RECORD SET: Begin

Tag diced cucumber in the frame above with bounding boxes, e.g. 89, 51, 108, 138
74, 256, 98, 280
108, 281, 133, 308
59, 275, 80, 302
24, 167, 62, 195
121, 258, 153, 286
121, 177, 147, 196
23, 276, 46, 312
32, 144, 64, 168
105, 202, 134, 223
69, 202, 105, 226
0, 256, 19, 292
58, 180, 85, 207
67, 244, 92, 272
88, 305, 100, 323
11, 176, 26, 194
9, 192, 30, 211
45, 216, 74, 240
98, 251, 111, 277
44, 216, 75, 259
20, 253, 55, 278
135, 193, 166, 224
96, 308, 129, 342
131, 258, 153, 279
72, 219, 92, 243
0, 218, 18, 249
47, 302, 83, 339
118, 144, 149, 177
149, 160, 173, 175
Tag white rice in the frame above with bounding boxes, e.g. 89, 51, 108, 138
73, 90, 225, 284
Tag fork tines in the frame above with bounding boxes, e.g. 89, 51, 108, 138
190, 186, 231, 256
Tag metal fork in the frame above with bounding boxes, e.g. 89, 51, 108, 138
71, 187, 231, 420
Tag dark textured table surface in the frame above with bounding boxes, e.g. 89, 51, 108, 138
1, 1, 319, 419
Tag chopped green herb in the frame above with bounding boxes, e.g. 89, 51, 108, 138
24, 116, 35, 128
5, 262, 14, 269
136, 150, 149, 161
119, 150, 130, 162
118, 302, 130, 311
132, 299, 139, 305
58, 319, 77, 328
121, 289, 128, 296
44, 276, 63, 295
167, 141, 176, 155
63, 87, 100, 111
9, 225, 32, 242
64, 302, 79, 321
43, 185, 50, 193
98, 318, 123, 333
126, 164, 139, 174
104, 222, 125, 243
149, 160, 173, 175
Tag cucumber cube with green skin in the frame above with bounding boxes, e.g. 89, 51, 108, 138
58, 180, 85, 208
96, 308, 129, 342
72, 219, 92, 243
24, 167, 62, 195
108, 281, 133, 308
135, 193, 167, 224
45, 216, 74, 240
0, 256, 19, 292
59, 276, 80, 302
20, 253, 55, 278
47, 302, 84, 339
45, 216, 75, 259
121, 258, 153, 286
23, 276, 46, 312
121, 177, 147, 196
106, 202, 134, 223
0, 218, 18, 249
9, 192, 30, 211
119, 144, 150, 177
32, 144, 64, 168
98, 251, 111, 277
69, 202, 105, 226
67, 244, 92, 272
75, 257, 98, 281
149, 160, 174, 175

RECORD SET: End

**TASK TO COMPLETE**
Repeat every record, keeping each word and mark exactly as it is.

**SOLUTION BELOW**
Tag diced cucumber in the frame above with bounding boxes, e.g. 89, 51, 108, 138
74, 256, 98, 280
108, 281, 133, 308
59, 275, 80, 302
24, 167, 62, 195
121, 258, 153, 286
121, 177, 147, 196
23, 276, 46, 312
32, 144, 64, 168
105, 202, 134, 223
69, 202, 105, 226
0, 256, 19, 292
58, 180, 85, 207
67, 244, 92, 272
88, 305, 100, 323
11, 176, 26, 194
9, 192, 30, 211
45, 216, 74, 240
98, 251, 111, 277
44, 216, 75, 259
20, 253, 55, 278
135, 193, 166, 224
96, 308, 129, 342
131, 258, 153, 279
72, 219, 92, 243
0, 218, 18, 249
47, 302, 83, 339
118, 144, 149, 177
149, 160, 173, 175
Tag white rice in the frame above with bounding boxes, e.g. 89, 51, 108, 138
73, 90, 225, 284
Tag fork tines in the frame above with bounding boxes, e.g. 89, 51, 108, 138
190, 186, 231, 256
Tag metal fork in the frame above with bounding boxes, e.g. 89, 51, 108, 138
71, 187, 231, 420
Tag dark textured table surface in the frame above with bounding boxes, e.g. 89, 51, 108, 138
1, 1, 319, 419
Tag chopped green herb in the frame above with bounding boxes, e.g. 89, 51, 108, 138
24, 116, 35, 128
5, 262, 14, 269
136, 150, 149, 161
119, 150, 130, 162
118, 302, 130, 311
132, 299, 139, 305
58, 319, 77, 328
121, 289, 128, 296
44, 276, 63, 295
167, 141, 176, 155
63, 87, 100, 111
9, 225, 32, 242
64, 302, 79, 321
43, 185, 50, 193
98, 318, 123, 333
126, 164, 139, 174
104, 222, 125, 243
149, 160, 173, 175
Tag cucumber cube with green skin in the frame above with bounding boxes, e.g. 89, 51, 108, 138
58, 180, 85, 208
96, 308, 129, 342
72, 219, 92, 243
24, 167, 62, 195
108, 281, 133, 308
135, 193, 167, 224
45, 216, 74, 240
0, 256, 19, 292
59, 276, 80, 302
20, 253, 55, 278
47, 302, 84, 339
45, 216, 75, 259
121, 258, 153, 286
23, 276, 46, 312
121, 177, 147, 196
106, 202, 134, 223
0, 218, 18, 249
9, 192, 30, 211
119, 144, 150, 177
32, 144, 64, 168
98, 251, 111, 277
69, 202, 105, 226
67, 244, 92, 272
75, 257, 98, 281
149, 160, 174, 175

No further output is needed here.